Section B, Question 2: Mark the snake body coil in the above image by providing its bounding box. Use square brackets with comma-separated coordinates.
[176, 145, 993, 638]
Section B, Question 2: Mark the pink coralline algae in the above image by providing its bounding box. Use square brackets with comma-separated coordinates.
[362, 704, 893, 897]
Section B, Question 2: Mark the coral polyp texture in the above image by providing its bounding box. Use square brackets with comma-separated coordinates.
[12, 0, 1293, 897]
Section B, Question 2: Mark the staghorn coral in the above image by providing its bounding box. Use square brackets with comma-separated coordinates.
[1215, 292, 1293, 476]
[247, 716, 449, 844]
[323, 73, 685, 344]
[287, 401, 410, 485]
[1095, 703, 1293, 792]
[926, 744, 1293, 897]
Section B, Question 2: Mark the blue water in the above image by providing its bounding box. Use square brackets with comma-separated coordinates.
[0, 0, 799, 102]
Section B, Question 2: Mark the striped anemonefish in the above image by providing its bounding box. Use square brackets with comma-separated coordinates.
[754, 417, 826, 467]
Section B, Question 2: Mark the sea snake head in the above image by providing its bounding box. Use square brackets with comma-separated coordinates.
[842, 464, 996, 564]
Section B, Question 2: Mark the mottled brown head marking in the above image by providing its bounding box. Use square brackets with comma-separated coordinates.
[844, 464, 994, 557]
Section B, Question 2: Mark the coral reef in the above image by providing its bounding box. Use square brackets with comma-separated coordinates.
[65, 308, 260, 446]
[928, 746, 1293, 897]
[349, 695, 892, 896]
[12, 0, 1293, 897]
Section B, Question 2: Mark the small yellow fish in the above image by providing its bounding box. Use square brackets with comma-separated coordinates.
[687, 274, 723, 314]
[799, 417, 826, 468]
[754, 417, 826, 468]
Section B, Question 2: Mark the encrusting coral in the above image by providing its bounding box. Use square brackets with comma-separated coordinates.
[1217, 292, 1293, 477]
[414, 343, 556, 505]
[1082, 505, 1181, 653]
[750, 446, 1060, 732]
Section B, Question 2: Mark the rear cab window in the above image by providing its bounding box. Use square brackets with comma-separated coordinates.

========

Work to be completed
Rewrite the listing above, replacing every "bounding box" with "enclosing rectangle" and changing nothing else.

Solution for this problem
Section B, Question 2: Mark the snake body coil in the above image by providing its enclosing rectangle. Use square brackets with comma-separated coordinates.
[176, 145, 993, 638]
Section B, Question 2: Mark the pink coralline algae in the above image by providing its enclosing rectangle. Use square brackets with comma-separated coordinates.
[362, 704, 893, 897]
Section B, Question 2: Mark the coral polyp texture in the above image by providing its enclosing rectangle. Use square brackets with comma-separated coordinates.
[12, 0, 1293, 897]
Section B, Question 2: Mark the staghorn coral in the above image by providing its enclosing rectangle. Use square brackets with comma-separated coordinates.
[1215, 292, 1293, 476]
[247, 716, 449, 844]
[323, 73, 685, 344]
[287, 401, 410, 485]
[1095, 703, 1293, 792]
[926, 744, 1293, 897]
Section B, Question 2: Mark the blue water in the above image by providing its enclosing rectangle. Use square brackets with comma-separated coordinates.
[0, 0, 799, 102]
Section B, Question 2: Mark the striped anemonefish in the above image by providing its enclosing rectangle. Use square brackets with comma-separated coordinates.
[754, 417, 826, 467]
Section B, Question 2: Mark the sea snake head in the above image by providing its enclosing rectangle. Use square brackets with comma-separated coordinates.
[842, 464, 996, 564]
Section B, Question 2: Mark the mottled brown head marking in the above image by providing its enclosing rectangle. Use square brackets with comma-separated coordinates.
[844, 464, 994, 557]
Section B, Question 2: Mark the coral reef in the above image by providing its enclosing rectangle. Use square brackets with comma-separated coordinates.
[65, 308, 260, 446]
[928, 746, 1293, 897]
[349, 695, 892, 896]
[12, 0, 1293, 897]
Section B, Question 2: Mark the small yellow fish in the above image by providing its enclosing rectangle. Use square brackets with comma-separated coordinates.
[687, 274, 723, 314]
[799, 417, 826, 468]
[754, 417, 826, 468]
Section B, Question 2: Mark the encrusting coral in the above image by providing its enclosing rectangle. Use square brackets with comma-separated coordinates.
[1217, 292, 1293, 477]
[414, 343, 556, 505]
[1082, 505, 1181, 653]
[750, 446, 1060, 732]
Section B, Question 2: Mark the rear cab window in the above image by providing its enclosing rectangle. Use square brackets with comma-separated coordinates.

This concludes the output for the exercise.